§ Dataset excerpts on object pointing
=====

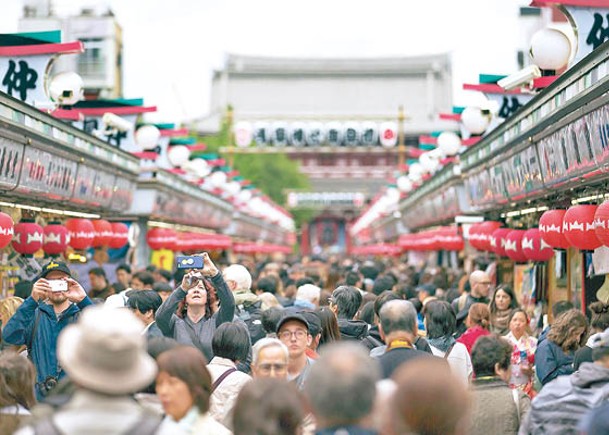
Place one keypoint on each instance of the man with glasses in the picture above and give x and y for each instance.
(480, 284)
(293, 331)
(270, 359)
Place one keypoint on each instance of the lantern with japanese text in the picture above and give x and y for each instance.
(28, 237)
(103, 232)
(601, 223)
(56, 238)
(120, 235)
(497, 241)
(550, 228)
(513, 246)
(161, 238)
(534, 247)
(6, 230)
(578, 227)
(82, 233)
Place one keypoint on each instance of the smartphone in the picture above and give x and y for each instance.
(192, 262)
(58, 285)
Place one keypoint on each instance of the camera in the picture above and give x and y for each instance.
(191, 262)
(58, 285)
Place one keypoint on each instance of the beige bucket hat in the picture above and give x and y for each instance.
(105, 352)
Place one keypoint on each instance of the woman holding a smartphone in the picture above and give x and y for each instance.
(187, 315)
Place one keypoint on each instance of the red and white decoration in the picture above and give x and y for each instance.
(103, 233)
(534, 247)
(120, 235)
(6, 230)
(579, 228)
(82, 233)
(56, 239)
(601, 223)
(551, 229)
(513, 246)
(28, 236)
(498, 241)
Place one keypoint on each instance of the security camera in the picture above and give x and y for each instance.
(114, 122)
(524, 77)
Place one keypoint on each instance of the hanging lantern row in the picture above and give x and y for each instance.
(441, 239)
(166, 238)
(518, 245)
(27, 237)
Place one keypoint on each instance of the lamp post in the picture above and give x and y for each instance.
(401, 145)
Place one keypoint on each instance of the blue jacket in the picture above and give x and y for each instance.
(551, 361)
(42, 349)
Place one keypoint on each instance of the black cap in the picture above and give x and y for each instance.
(53, 266)
(292, 317)
(314, 322)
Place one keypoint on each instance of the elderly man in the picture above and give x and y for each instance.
(239, 281)
(293, 331)
(398, 329)
(56, 301)
(480, 284)
(270, 359)
(341, 389)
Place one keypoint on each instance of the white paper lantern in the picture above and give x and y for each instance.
(404, 184)
(178, 155)
(449, 143)
(218, 179)
(198, 168)
(244, 134)
(550, 49)
(388, 134)
(429, 162)
(66, 88)
(315, 134)
(352, 133)
(474, 120)
(262, 133)
(279, 134)
(334, 133)
(369, 133)
(147, 137)
(297, 134)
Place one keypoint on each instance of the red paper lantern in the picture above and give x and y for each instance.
(486, 230)
(103, 232)
(161, 238)
(120, 235)
(578, 227)
(601, 223)
(498, 241)
(550, 228)
(28, 237)
(534, 247)
(56, 239)
(6, 230)
(513, 246)
(82, 233)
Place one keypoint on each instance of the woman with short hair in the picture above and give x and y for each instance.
(184, 387)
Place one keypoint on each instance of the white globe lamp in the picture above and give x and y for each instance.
(449, 143)
(550, 49)
(474, 120)
(178, 155)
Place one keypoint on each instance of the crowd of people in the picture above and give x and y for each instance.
(322, 346)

=====

Rescale the entries from the line containing "Place one keypoint on each instance of the woman with" through the end of the entries. Reproduce every line, requests included, and multiply each x and y coordinate by 0.35, rounding to whole numbers with halves rounded up.

Place one keypoint on each instance of the woman with short hair in the picture above and give x and y for each instance.
(64, 135)
Place one keypoint on each instance of the white globe lamp in the picture above and give x and y for each instance.
(157, 50)
(193, 17)
(166, 42)
(62, 54)
Place one keypoint on each instance of the crowd of people in the picture above and give x and y for each instance.
(113, 121)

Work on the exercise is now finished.